Copy every row below word for word.

## Rows
--------
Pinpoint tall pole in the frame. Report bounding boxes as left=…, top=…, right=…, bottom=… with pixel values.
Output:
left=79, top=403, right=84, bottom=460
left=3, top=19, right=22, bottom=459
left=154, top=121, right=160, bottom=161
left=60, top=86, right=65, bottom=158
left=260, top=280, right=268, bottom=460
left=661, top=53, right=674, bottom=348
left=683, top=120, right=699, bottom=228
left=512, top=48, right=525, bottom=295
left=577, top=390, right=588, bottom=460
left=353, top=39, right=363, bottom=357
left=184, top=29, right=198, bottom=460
--------
## Solution for this task
Pinpoint tall pole in the frame. Report bounding boxes as left=…, top=…, right=…, bottom=… with pixel values.
Output:
left=79, top=403, right=84, bottom=460
left=3, top=19, right=22, bottom=459
left=154, top=121, right=160, bottom=161
left=60, top=86, right=65, bottom=158
left=260, top=280, right=268, bottom=460
left=661, top=53, right=674, bottom=348
left=683, top=120, right=699, bottom=228
left=512, top=48, right=525, bottom=295
left=577, top=390, right=588, bottom=460
left=353, top=39, right=363, bottom=357
left=184, top=29, right=198, bottom=460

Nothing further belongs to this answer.